▶ _STORED DATA_:
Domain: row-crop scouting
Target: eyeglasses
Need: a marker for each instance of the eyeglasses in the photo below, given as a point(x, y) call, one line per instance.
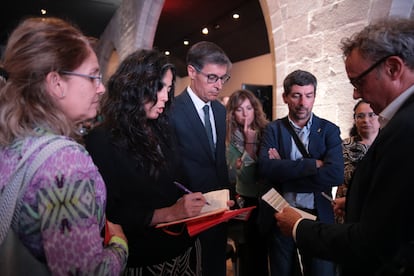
point(362, 116)
point(358, 81)
point(213, 78)
point(97, 80)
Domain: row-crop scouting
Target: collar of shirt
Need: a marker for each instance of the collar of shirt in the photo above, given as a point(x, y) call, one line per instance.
point(386, 115)
point(199, 104)
point(306, 128)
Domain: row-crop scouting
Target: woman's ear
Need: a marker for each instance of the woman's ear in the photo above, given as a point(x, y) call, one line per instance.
point(54, 85)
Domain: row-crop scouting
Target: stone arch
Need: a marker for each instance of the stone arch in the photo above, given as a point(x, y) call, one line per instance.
point(302, 34)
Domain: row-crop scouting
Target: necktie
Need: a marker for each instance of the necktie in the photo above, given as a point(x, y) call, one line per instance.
point(207, 126)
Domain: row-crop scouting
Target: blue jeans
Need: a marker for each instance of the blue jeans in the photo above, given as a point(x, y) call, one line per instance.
point(283, 258)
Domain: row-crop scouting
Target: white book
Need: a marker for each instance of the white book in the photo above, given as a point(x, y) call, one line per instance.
point(274, 199)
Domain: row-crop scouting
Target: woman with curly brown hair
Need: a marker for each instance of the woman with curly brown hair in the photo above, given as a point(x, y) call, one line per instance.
point(246, 121)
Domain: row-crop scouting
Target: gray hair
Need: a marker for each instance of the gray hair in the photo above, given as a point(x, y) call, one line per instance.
point(391, 36)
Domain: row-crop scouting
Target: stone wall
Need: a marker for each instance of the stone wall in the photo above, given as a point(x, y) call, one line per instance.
point(302, 35)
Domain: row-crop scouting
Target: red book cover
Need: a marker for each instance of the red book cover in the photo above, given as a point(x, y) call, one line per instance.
point(197, 224)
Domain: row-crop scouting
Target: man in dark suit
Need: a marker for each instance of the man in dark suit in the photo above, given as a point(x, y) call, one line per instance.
point(300, 177)
point(377, 237)
point(201, 140)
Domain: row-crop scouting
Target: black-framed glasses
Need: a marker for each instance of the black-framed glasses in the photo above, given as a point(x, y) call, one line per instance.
point(358, 81)
point(97, 80)
point(213, 78)
point(362, 116)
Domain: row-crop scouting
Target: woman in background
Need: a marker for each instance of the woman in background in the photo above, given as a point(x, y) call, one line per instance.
point(134, 150)
point(246, 121)
point(362, 134)
point(52, 83)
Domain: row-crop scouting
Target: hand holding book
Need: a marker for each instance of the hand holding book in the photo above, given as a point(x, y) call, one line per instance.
point(214, 213)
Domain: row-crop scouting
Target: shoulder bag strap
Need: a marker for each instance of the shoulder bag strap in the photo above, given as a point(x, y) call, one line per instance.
point(295, 137)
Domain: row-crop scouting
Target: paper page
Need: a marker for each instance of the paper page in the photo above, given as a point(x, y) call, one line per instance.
point(274, 199)
point(216, 199)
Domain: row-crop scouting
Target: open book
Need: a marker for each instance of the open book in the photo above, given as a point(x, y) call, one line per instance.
point(212, 214)
point(274, 199)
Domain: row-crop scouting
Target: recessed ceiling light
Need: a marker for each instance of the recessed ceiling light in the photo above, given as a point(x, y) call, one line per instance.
point(204, 31)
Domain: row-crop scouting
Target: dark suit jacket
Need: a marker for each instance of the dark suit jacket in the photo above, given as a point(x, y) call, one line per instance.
point(379, 220)
point(203, 173)
point(302, 175)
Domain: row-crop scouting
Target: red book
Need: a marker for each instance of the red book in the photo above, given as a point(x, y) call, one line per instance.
point(198, 224)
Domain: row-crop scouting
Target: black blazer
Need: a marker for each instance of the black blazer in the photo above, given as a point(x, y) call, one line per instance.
point(202, 172)
point(379, 222)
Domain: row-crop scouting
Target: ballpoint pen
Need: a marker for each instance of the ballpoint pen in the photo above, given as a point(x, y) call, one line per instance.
point(328, 197)
point(182, 187)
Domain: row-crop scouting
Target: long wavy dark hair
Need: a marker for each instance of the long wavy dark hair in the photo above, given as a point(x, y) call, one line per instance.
point(135, 83)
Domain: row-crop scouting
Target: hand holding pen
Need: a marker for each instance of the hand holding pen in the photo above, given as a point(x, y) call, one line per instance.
point(185, 189)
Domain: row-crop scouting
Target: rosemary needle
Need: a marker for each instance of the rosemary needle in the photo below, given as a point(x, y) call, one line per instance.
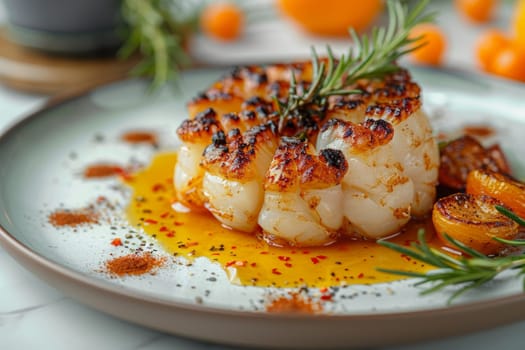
point(466, 272)
point(372, 56)
point(155, 31)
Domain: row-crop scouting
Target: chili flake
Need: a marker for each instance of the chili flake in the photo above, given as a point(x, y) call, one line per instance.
point(116, 242)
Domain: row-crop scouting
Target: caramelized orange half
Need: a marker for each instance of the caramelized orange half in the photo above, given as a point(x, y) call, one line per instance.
point(499, 186)
point(474, 221)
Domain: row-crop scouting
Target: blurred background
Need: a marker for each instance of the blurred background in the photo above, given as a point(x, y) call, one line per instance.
point(48, 46)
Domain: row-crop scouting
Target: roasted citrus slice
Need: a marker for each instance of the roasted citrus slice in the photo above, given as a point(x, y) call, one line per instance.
point(500, 186)
point(474, 221)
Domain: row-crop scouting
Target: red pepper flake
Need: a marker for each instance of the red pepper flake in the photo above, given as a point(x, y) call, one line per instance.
point(116, 242)
point(230, 263)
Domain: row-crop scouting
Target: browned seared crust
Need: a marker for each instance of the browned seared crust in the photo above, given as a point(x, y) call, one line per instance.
point(395, 111)
point(361, 137)
point(296, 164)
point(233, 155)
point(199, 129)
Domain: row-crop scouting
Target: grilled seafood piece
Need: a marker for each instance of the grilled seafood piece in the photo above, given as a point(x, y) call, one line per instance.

▶ _EXERCISE TASK_: Write out all the entries word for word, but skip any images.

▶ _RESULT_:
Domain: row-crop scouting
Target: eyeglasses
Need: a marker for each instance of the eyeglasses in the photo below, given as a point(x, y) call, one line per instance.
point(362, 116)
point(358, 81)
point(213, 78)
point(97, 80)
Domain: row-crop scouting
Target: collar of shirt
Need: a marker for each instance of the collar of shirt in the photo above, given as a point(x, y) call, one line per instance.
point(386, 115)
point(199, 104)
point(306, 128)
Domain: row-crop scouting
Target: woman's ear
Need: a marker for each instance of the woman's ear in the photo above, given as a point(x, y) call, one line per instance.
point(54, 85)
Domain: row-crop scouting
Target: stone arch
Need: a marker for each instance of the stone arch in the photo above, given as a point(x, y) call, one line per instance.
point(302, 34)
Domain: row-crop scouting
Target: necktie
Need: a marker for each instance of the necktie in the photo above, given as a point(x, y) call, one line per instance.
point(207, 126)
Domain: row-crop scouting
Target: blue jeans
Need: a marker for each instance of the blue jeans in the photo above, given as a point(x, y) call, one line per instance.
point(283, 258)
Domain: row-crop scouting
Target: white book
Need: a marker for each instance of the white book in the photo above, given as a point(x, y) call, one line per instance.
point(274, 199)
Domain: row-crop scouting
Target: woman with curly brown hair
Need: a marker for each instance of the woman with curly brown hair in the photo above, given as a point(x, y) call, one line per instance.
point(246, 121)
Domain: row-crop scouting
Target: gray hair
Need: a marker for each instance of the gray hair in the photo above, given as a point(x, y) call, one line per instance.
point(391, 36)
Domain: row-crop scouting
Target: stone wall
Need: a marker for each instance of the stone wall in the photo above, given as a point(x, y) call, one line per instance.
point(302, 35)
Domain: row-crop scouting
Target: red book cover
Need: a marker for each instance of the red book cover in the photo above, given as a point(x, y) call, one line per instance.
point(197, 224)
Domain: row-crop scouting
Target: man in dark suit
Need: a marker for each instance of the man in dark suit in the photo above, given as a point(x, y) call, one line per instance.
point(300, 177)
point(377, 237)
point(201, 140)
Domain: row-crop scouting
Target: black-framed glasses
Need: a marker for each instance of the black-framed glasses in the photo above, given as a point(x, y) call, one line per instance.
point(358, 81)
point(97, 80)
point(213, 78)
point(362, 116)
Domain: row-crop scouting
Target: woman in background
Need: a marker for each instance of the woman in background in the photo above, given as a point(x, y) call, one line per instance.
point(134, 150)
point(246, 121)
point(362, 134)
point(52, 83)
Domain: row-crop scouting
Target: hand holding book
Need: a marker for each instance of the hand holding book in the photo above, given as a point(x, y) call, one line per instance.
point(214, 213)
Domain: row-crop scouting
Target: shoulder bag strap
Need: a marker for each instance of the shoulder bag strap in the photo above, given as a point(x, y) call, one line per instance.
point(295, 137)
Domain: row-crop scouting
Target: paper page
Need: a marker for each instance of the paper page in the photo above, given as a point(x, y) call, one line per instance.
point(274, 199)
point(216, 199)
Domain: row-crop scouting
Target: open book
Need: a marker for each instance of the open book in the photo above, given as a point(x, y) call, one line per instance.
point(212, 214)
point(274, 199)
Domain: row-crop scouting
Target: recessed ceiling light
Need: a marker for each instance of the recessed ceiling light in the photo above, given as a point(x, y) call, one line per instance.
point(204, 31)
Domain: row-crop scouting
Target: dark suit jacket
Need: a marker for each instance of the dark suit jacket in the photo above, given as a point(x, y) call, one line per instance.
point(379, 220)
point(203, 173)
point(302, 175)
Domain: row-crop scouting
Target: red book
Need: a marker for each instance of the red book in the photo above, given as a point(x, y) call, one line per instance.
point(198, 224)
Domain: row-crop scouting
Target: black blazer
Need: a marker for each instance of the black blazer in the photo above, given as a point(x, y) call, one line per instance.
point(202, 172)
point(379, 222)
Domain: row-crop scouting
Target: ballpoint pen
Need: a marker for each instance of the ballpoint pen in the photo above, given as a point(x, y) call, one line per instance.
point(328, 197)
point(182, 187)
Domain: row-crop scouting
Target: long wavy dark hair
Need: a marker for each instance of the long wavy dark hair in the photo above, given as a point(x, y) call, one line per instance.
point(135, 83)
Domain: row-crop scouting
Target: hand holding pen
Need: a marker for each instance of the hand holding pen in the photo above, given as a point(x, y) call, one line per instance.
point(185, 189)
Domain: row-crop scouting
Target: rosemary needle
Need: a marker for each instance of the rosemary needle in the photo below, given as a point(x, y) call, one line per instance.
point(466, 272)
point(372, 56)
point(155, 31)
Domain: row-crop scouting
Target: chili flake
Need: a marker for each instance of the chili flake in the photo above, given as a point(x, y) call, one line per instance.
point(116, 242)
Domain: row-crop scouting
Target: caramelized orange half
Need: a marker for each instance of the caramelized orange half in the photo above, given as a point(x, y) call, one line per instance.
point(499, 186)
point(474, 221)
Domain: row-crop scouting
Target: blurred background
Need: a marker for each instance of the blurred background in the photo above, given as a point(x, y) call, one line per instance.
point(48, 46)
Domain: row-crop scouting
Target: roasted citrus slice
Need: a marker for each instance of the roasted citrus slice in the photo above, given as a point(x, y) call, one line per instance.
point(500, 186)
point(474, 221)
Domain: row-crop scouting
Target: red pepper flake
Need: a marker for each instance of the red pepper flake in the photo above, given as a point(x, y) call, one line per instance.
point(116, 242)
point(230, 263)
Domain: row-crop scouting
Target: browned seared crust
Need: a marker for each instance of the browned seared crust in the photo above, given as a point(x, y) call, one line per instance.
point(395, 111)
point(361, 137)
point(296, 164)
point(233, 155)
point(199, 129)
Domain: row-crop scouting
Target: grilled seafood piece
Need: a marker for each instance of the grilled seafood piece in the photo above, given as a point(x, y) call, one line per instance.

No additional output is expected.